• [TASK DIRECTIONS]: Restate word for word all of the lines below, with each image left out.

• [DATASET RECORDS]:
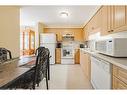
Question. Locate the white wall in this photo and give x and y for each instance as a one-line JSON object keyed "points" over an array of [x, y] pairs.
{"points": [[10, 29], [39, 28]]}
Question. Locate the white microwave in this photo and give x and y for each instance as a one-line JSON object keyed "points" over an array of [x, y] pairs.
{"points": [[116, 47]]}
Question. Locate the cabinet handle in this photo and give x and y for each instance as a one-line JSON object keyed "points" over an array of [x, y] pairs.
{"points": [[112, 30]]}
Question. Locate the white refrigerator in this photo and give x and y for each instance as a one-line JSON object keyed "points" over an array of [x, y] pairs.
{"points": [[48, 40]]}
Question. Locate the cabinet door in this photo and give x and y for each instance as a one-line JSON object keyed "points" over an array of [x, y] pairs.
{"points": [[85, 33], [104, 27], [77, 56], [119, 18], [78, 35]]}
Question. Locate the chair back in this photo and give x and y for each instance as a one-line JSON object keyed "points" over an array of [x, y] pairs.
{"points": [[4, 55], [41, 64]]}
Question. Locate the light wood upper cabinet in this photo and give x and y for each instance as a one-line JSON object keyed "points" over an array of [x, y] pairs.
{"points": [[85, 64], [58, 56], [77, 56], [119, 21]]}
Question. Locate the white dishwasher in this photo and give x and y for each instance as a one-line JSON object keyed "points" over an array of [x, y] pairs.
{"points": [[100, 73]]}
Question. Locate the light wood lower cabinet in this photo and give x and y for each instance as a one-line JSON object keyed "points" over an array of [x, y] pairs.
{"points": [[58, 56], [85, 64], [118, 84], [119, 78], [77, 56]]}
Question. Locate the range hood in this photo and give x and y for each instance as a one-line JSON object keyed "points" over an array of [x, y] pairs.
{"points": [[68, 37]]}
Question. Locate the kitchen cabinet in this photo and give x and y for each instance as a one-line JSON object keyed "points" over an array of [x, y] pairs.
{"points": [[58, 56], [113, 19], [85, 64], [77, 56], [119, 78], [109, 19]]}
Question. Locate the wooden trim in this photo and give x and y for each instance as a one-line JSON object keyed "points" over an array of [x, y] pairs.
{"points": [[93, 16]]}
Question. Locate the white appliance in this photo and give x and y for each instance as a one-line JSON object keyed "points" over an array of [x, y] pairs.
{"points": [[116, 47], [100, 73], [67, 54], [48, 40]]}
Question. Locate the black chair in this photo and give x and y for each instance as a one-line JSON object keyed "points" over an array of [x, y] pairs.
{"points": [[33, 77], [41, 68], [4, 54]]}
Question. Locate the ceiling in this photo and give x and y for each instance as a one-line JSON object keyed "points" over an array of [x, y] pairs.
{"points": [[78, 16]]}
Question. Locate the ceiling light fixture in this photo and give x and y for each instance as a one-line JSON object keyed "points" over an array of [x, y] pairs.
{"points": [[64, 14]]}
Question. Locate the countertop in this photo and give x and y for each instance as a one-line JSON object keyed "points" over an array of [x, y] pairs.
{"points": [[121, 62]]}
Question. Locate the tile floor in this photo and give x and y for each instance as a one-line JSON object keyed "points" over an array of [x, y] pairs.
{"points": [[66, 77]]}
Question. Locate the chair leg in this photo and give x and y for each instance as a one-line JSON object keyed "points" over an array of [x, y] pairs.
{"points": [[46, 81]]}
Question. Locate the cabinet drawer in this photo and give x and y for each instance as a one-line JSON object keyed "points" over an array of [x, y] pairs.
{"points": [[120, 73], [118, 84]]}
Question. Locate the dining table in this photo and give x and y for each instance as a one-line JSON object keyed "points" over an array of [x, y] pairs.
{"points": [[15, 68]]}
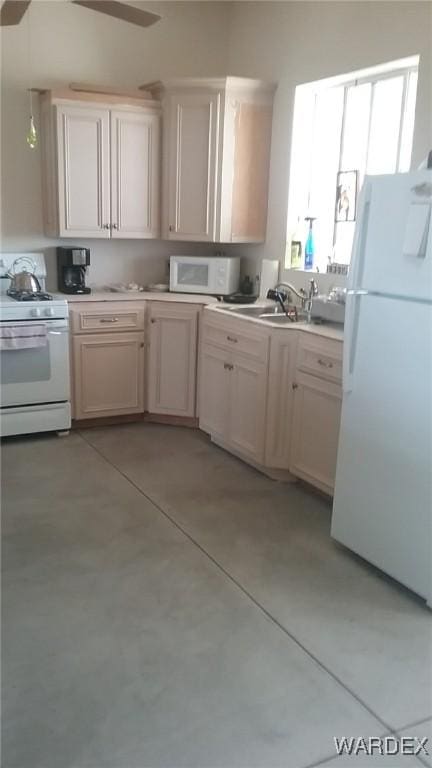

• [EXERCISE RESULT]:
Question. Locate the white wall in this photo and give x and y for each instance as a one-line JSON object keyed "points" over an array of [x, y] pairs.
{"points": [[10, 29], [39, 28]]}
Question. Locate the white microwave in this photo and give x and y for each instance as a one-line JSON object keyed "points" over an array of [x, y] pairs.
{"points": [[116, 47]]}
Question. Locate the cabinet handle in this photo and give x and y for each instance as a one-line JSON object keyed "points" over an array of [x, y] pairs.
{"points": [[112, 30]]}
Question. Locate the white refrigerator in this photo and give x and y for each instance as a one-line JSON object keyed "points" over an array of [x, y] pairs.
{"points": [[48, 40]]}
Question. Locate the cabinet door in this photo and give x and y for each instance as a one-line JSON object keyed "points" over an array of [x, y] pairs.
{"points": [[85, 33], [104, 27], [77, 56], [119, 18], [78, 35]]}
Question. Locate the chair back in this photo and give x and y for each instance as a one-line JSON object keyed "points" over an array of [x, y] pairs.
{"points": [[4, 55], [41, 64]]}
Question. Locate the light wood upper cabinet in this photo and give x and y for each instance as a one-line JSON object keyed "points" over an array of [x, y] pairs.
{"points": [[85, 64], [58, 56], [77, 56], [119, 21]]}
Question. Locate the white dishwasher in this photo and give x and y for each instance as a one-line JSON object keyed "points" over an array of [x, y] pairs.
{"points": [[100, 73]]}
Question. Locate the light wood lower cabinet in this photo and give x and y for each instance as a one-line JSON object keyed "points" over an array of [x, y] pairs.
{"points": [[58, 56], [85, 64], [118, 84], [119, 78], [77, 56]]}
Question. Locate the range hood in this photo and give x and y for each instance as a one-line JSON object keyed "points" over an array of [x, y] pairs.
{"points": [[68, 37]]}
Question. Locate the kitchen cabinet in this photo and give x and y for each instance as a one-line JSON object keyed "points" over an array of [x, y] pairs.
{"points": [[58, 56], [113, 19], [85, 64], [77, 56], [119, 78], [109, 19]]}
Question. Locate the wooden trim in this photo and give x and y for each instance as a one-line JSON object keyed "points" over an array of [x, y] pairs.
{"points": [[93, 16]]}
Question. Locate the white appliance in this photo and give x and y for each instance as a one-line JSON object keyed "points" over an array of [x, y] pairs.
{"points": [[116, 47], [100, 73], [67, 54], [48, 40]]}
Question. Locate the black chair in this photo and give x and y for each instance as a one-line JSON object keyed "points" over an array of [x, y] pairs.
{"points": [[33, 77], [41, 68], [4, 54]]}
Question. Locate the ceiling in this photo and give x and y for each instance as a one-line JSON object keyed "points" over an array of [x, y] pairs.
{"points": [[78, 16]]}
Question. Locate the ceiling light fixture in this photo and give x and y for each instance as a one-line JSON object keyed "points" over an array of [x, y] pairs.
{"points": [[64, 14]]}
Question. Locate the countertop in this photo and give x and y for each instance as a one-line JSON object keyed "points" over an array of [x, y] pairs.
{"points": [[121, 62]]}
Question. Locate the tile floor in this photo and give x and y for each instance as a one-line JSON object keyed "points" over an array of [x, y] pairs.
{"points": [[66, 77]]}
Question. Locate the chair leg in this photo and give x and y for each instance as a one-line JSON object keyed "points" over an array of [x, y] pairs.
{"points": [[46, 81]]}
Question. Locate the cabinet drawer in this photo and give x and y for each instance as a one-line JSON object keyed "points" over an array of [x, y] pairs.
{"points": [[120, 73], [118, 84]]}
Question. Locate the dining table in this photo and give x and y for each instance as a one-line JSON object keyed "points" over an array of [x, y] pairs.
{"points": [[15, 68]]}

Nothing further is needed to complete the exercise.